* [DESCRIPTION OF THE TASK]
Any pictures in the records below should be skipped; write out everything else exactly.

* [RECORDS SHOWN]
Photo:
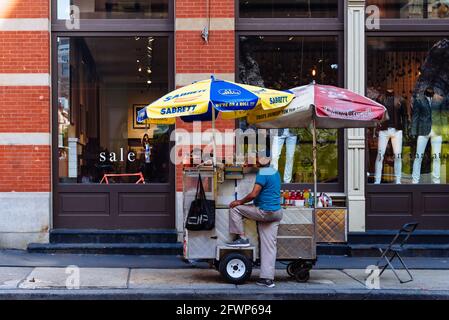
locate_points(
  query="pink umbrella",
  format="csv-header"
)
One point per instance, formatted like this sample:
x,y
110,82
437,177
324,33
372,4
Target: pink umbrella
x,y
329,107
322,107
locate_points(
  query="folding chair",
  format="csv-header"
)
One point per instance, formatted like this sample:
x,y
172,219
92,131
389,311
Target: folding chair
x,y
394,248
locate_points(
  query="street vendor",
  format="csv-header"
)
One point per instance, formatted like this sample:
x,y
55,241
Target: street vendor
x,y
267,212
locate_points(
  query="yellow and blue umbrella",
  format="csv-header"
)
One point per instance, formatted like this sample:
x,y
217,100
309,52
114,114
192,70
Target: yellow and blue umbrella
x,y
198,102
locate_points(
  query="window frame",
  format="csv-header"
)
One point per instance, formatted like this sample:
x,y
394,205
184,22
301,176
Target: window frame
x,y
54,98
290,24
410,25
120,25
397,30
336,187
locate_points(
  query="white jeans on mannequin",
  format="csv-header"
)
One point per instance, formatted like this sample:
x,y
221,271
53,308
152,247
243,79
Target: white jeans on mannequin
x,y
421,145
290,143
396,141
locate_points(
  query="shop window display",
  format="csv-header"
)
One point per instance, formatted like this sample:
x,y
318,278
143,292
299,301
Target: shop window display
x,y
409,77
412,9
102,84
283,62
114,9
288,8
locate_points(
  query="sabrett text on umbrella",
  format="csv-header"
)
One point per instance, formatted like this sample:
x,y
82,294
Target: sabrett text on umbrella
x,y
275,100
182,109
168,98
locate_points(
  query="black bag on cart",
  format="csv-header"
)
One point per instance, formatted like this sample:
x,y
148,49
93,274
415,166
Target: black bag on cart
x,y
202,211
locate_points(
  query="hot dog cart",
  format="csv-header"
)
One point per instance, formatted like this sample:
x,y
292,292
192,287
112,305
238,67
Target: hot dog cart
x,y
296,236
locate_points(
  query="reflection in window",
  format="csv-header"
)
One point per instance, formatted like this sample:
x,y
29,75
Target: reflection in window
x,y
288,9
412,9
102,84
409,76
114,9
283,62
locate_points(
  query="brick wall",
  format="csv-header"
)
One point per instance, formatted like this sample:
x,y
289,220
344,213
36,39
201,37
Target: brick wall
x,y
24,8
24,52
24,107
25,168
194,56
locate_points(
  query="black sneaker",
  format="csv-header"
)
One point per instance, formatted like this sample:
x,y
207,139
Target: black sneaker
x,y
266,282
239,243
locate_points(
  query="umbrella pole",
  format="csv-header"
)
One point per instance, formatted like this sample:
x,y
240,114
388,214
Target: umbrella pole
x,y
214,146
314,155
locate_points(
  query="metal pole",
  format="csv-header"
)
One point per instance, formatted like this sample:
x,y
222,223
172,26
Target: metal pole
x,y
214,147
314,155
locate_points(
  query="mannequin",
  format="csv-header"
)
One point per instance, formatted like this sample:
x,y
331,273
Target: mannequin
x,y
428,123
391,130
290,138
147,153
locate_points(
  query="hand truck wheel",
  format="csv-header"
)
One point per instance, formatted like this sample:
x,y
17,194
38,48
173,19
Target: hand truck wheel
x,y
235,267
302,275
291,269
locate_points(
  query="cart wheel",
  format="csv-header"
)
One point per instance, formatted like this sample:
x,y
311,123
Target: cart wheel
x,y
235,267
302,275
291,269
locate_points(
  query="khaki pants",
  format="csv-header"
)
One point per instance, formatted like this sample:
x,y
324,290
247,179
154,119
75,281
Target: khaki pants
x,y
267,224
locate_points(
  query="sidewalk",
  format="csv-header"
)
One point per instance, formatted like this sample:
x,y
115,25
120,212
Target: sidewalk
x,y
185,281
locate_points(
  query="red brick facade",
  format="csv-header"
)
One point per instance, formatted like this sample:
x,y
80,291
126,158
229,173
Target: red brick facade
x,y
198,9
25,168
24,9
194,55
36,102
24,109
28,52
24,52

* [RESULT]
Photo:
locate_points(
  query="pink umbrella",
  format="csv-header"
)
One point per instance, formatted like this sample:
x,y
110,82
437,177
324,33
372,4
Target: pink umbrella
x,y
329,107
322,107
locate_points(
  query="folding chair",
  format="csv-header"
)
One point per instance, formatted like this sample:
x,y
172,219
92,131
389,311
Target: folding chair
x,y
394,248
locate_points(
  query="street vendor",
  format="csv-header"
)
One point per instance, formatted like this sample:
x,y
55,241
Target: street vendor
x,y
267,212
locate_points(
  query="yellow and blue umbrella",
  format="csv-header"
)
One point per instance, formatted like this sample:
x,y
217,100
309,52
114,114
192,70
Target: yellow and blue umbrella
x,y
198,102
locate_points(
  query="window frame",
  format="csv-header"
)
One point per instance, formatted like this sample:
x,y
394,205
184,22
301,176
Target: window frame
x,y
54,98
290,24
410,25
120,25
397,30
336,187
locate_points(
  query="white jeans on mannequin",
  format="csv-header"
)
One point per instance, formatted like this sample:
x,y
221,271
53,308
152,247
243,79
Target: white jeans on mannequin
x,y
421,145
290,143
396,141
locate_points(
  query="shop window display",
  format="csv-header"
)
One point per instance, formatted like this sample:
x,y
318,278
143,292
299,301
Target: shop window display
x,y
409,77
412,9
102,84
283,62
114,9
288,8
locate_points(
  query="sabrett text on umbrella",
  format="csv-header"
)
One point per instance, formatted like this sample:
x,y
82,294
Target: sabrett text on umbrella
x,y
275,100
182,109
168,98
locate_points(
  query="black bag on cart",
  format="csv-header"
)
One point per instance, formatted like this sample:
x,y
148,49
93,274
415,166
Target: black bag on cart
x,y
202,211
locate_points(
  query="hot dog cart",
  format="csv-header"
)
One point per instance, formatted like this sample:
x,y
292,292
192,287
112,305
238,67
Target: hot dog cart
x,y
296,236
locate_points(
  query="reflection in window",
  format="csv-header"
)
One point per instance, formatted like this sample:
x,y
29,75
Target: reflection in window
x,y
288,9
412,9
102,84
409,76
114,9
283,62
locate_points(
  query="brick wall",
  format="csv-header"
)
One point per instance, formatted like this sample:
x,y
289,220
344,213
36,39
201,37
Target: brick wall
x,y
24,8
24,52
24,107
25,168
194,56
locate_points(
  query="black sneaker",
  format="csv-header"
)
One point per instance, formatted like this sample:
x,y
207,139
Target: black sneaker
x,y
266,282
239,243
locate_points(
  query="umbrella pole",
  format="csv-header"
)
One point per instance, formatted like this sample:
x,y
240,114
388,214
Target: umbrella pole
x,y
214,146
314,155
locate_points(
  query="metal pole",
  format="csv-header"
)
One point per instance, formatted like this sample:
x,y
222,223
172,26
Target: metal pole
x,y
214,147
314,155
locate_points(
  query="mannequin",
  format="csv-header"
)
One point per instance, formatted like this sample:
x,y
331,273
Target: mannequin
x,y
428,123
391,130
290,138
147,153
locate_points(
  query="hand truck wheel",
  format="csv-header"
)
One point per instance, formatted like this sample:
x,y
17,194
38,48
173,19
Target: hand truck wheel
x,y
235,267
302,275
291,269
locate_points(
  query="cart wheel",
  format="csv-header"
)
One point per instance, formatted like this sample:
x,y
311,123
Target: cart wheel
x,y
235,267
302,275
291,269
locate_points(
  query="khaki pants",
  format="csv-header"
)
One point per instance, formatted like this sample:
x,y
324,290
247,179
154,119
75,281
Target: khaki pants
x,y
267,224
locate_points(
  query="sidewalk",
  format="csv-header"
)
One point per instance, formatted like this sample:
x,y
115,25
120,212
Target: sidewalk
x,y
185,281
locate_points(
  query="red brick facade",
  format="csv-header"
)
One point per instance, formatted like this sample:
x,y
80,291
126,158
229,173
Target: red brick facade
x,y
198,9
25,168
24,9
194,55
36,102
24,109
28,52
24,52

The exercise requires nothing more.